■ **Instruction**:
Please convert every line of the items below into a Markdown table with two columns, Row and Item text, numbering each line and leaving out blank lines.

■ **Task material**:
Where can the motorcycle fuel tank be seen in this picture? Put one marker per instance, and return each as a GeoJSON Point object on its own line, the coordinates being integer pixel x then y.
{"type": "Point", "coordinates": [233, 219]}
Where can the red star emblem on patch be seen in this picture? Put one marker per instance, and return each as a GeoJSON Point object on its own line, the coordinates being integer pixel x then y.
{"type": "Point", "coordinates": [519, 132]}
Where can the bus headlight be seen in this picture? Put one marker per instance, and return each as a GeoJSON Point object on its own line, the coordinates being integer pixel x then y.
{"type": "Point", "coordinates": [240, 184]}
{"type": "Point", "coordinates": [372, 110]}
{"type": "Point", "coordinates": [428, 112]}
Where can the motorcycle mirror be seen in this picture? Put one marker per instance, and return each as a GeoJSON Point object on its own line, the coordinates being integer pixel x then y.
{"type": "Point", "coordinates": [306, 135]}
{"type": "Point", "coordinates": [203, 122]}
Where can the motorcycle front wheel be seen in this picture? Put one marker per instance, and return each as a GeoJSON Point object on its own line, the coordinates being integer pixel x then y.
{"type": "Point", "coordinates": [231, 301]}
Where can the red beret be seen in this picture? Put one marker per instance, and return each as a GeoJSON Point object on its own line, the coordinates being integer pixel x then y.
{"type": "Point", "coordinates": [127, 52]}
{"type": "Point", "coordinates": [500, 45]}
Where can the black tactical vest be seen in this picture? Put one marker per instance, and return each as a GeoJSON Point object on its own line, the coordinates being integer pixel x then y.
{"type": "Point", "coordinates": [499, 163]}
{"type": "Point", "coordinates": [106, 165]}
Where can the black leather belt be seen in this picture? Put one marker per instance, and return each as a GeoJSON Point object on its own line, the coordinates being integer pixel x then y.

■ **Task answer**:
| Row | Item text |
|---|---|
| 1 | Where can the motorcycle fuel tank be seen in this picture? Put one marker per instance, and return each as a GeoJSON Point object on its own line, the coordinates being integer pixel x then y. |
| 2 | {"type": "Point", "coordinates": [233, 219]} |
| 3 | Where can the red star emblem on patch be seen in this picture? Put one marker per instance, and return each as a GeoJSON Point object on its own line, the coordinates being integer pixel x then y. |
| 4 | {"type": "Point", "coordinates": [519, 132]} |
| 5 | Where can the bus headlight be seen in this picture? Put one marker per instance, and return each as a GeoJSON Point object on its own line, the coordinates being integer pixel x then y. |
| 6 | {"type": "Point", "coordinates": [240, 184]} |
| 7 | {"type": "Point", "coordinates": [372, 110]} |
| 8 | {"type": "Point", "coordinates": [428, 112]} |
| 9 | Where can the motorcycle mirror be seen in this picture? Put one marker per instance, and return each as a GeoJSON Point object on its own line, the coordinates being integer pixel x then y. |
| 10 | {"type": "Point", "coordinates": [306, 135]} |
| 11 | {"type": "Point", "coordinates": [203, 122]} |
| 12 | Where can the motorcycle front wheel be seen in this picture? Put one marker per instance, and return each as a GeoJSON Point object on its own line, the coordinates being integer pixel x then y. |
| 13 | {"type": "Point", "coordinates": [231, 301]} |
| 14 | Where can the red beret be seen in this picture? Put one marker per instance, and return each as a GeoJSON Point object on its own line, the coordinates being integer pixel x then y. |
| 15 | {"type": "Point", "coordinates": [127, 52]} |
| 16 | {"type": "Point", "coordinates": [500, 45]} |
| 17 | Where can the black tactical vest be seen in this picture? Put one marker per instance, and return each as a GeoJSON Point object on its own line, the coordinates being integer pixel x then y. |
| 18 | {"type": "Point", "coordinates": [499, 163]} |
| 19 | {"type": "Point", "coordinates": [106, 165]} |
| 20 | Where can the black leather belt be seen in this picture? Put one marker per instance, and return each as a GeoJSON Point object on its own line, the coordinates being integer pixel x then y. |